The W113 series of cars uses one of two types of fuel pump:

(Cautionary note and disclaimer - The reader is advised that this discussion represents the thoughts and ideas of the author only and not repair or servicing procedures authorized or approved by the pump manufacturer. The reader is further advised that the manufacturer of these pumps strongly advises the user against performing any repairs or servicing on the motor portion of the pump, including replacement of the electrical brushes. Any such repairs or servicing should only be performed by an authorized manufacturer agent.)

Contents

Later (short) style Electric Fuel Pump

Restoring to function the small style electric fuel pump as used on mercedes W113/W108/W112/W111

By: George Desiderio (aka George Des)

Small Style Pump still mounted on a car:

The discussion described here applies to how the author has restored to function several short-body, electric Fuel Pumps used on Mercedes Benz Mechanical Fuel Injected models of the 1960s and 1970s such as the 230//250/280/300 SL/SE.

Background Information

The pumps used on these models have a few different model numbers, but for all intents and purposes, they are basically the same in their construction and manner of operation.

The pumps are all electrically driven, 12 volt DC (direct current), low pressure pumps of the rotary vane type. They are of the WET Motor variety in that the motor portion of the pump is not sealed from the vane portion of the pump and fuel flows through the armature/brush areas. This fuel flow cools, lubricates and cleans the brushes and commutator.

Unlike the larger body pump, there is no metal bellows type sliding ring (mechanical) seal or a “leak off” pipe. The armature rides in bushing type bearings rather than ball bearings. Power is provided to the 12 segment brass commutator via 2 metallic graphite brushes—these brushes differ in size and configuration from those used on the large style pump.

GIVEN DATA –
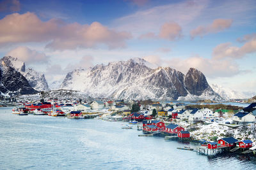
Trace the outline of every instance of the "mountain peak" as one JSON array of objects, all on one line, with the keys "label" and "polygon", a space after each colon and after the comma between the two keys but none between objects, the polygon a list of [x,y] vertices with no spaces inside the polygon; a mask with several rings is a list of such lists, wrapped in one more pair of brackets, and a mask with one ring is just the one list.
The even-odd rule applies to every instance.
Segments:
[{"label": "mountain peak", "polygon": [[25,72],[26,71],[25,63],[19,60],[17,57],[14,58],[12,56],[4,56],[1,59],[1,60],[4,61],[6,65],[14,67],[19,71]]},{"label": "mountain peak", "polygon": [[[12,56],[5,56],[1,59],[6,66],[13,67],[27,79],[29,85],[36,90],[49,90],[44,74],[36,71],[32,68],[26,69],[25,62]],[[4,64],[3,64],[4,65]]]},{"label": "mountain peak", "polygon": [[[107,65],[98,64],[79,73],[70,72],[60,88],[83,91],[93,97],[116,99],[176,100],[179,97],[187,99],[188,95],[190,95],[189,99],[220,98],[201,72],[191,69],[185,76],[169,67],[151,69],[148,64],[143,59],[133,58]],[[195,85],[198,87],[193,89]],[[207,95],[199,96],[205,94]]]}]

GIVEN INSTRUCTION –
Using the fuel pump text, answer these:
1. Who does the manufacturer say should carry out any repairs or servicing on the motor portion of the pump?
2. What voltage and kind of current do the pumps run on?
3. How many segments does the commutator have, and how many brushes supply it with power?

ANSWER –
1. Only an authorized manufacturer agent.
2. 12 volt DC (direct current).
3. The brass commutator has 12 segments and is supplied by 2 metallic graphite brushes.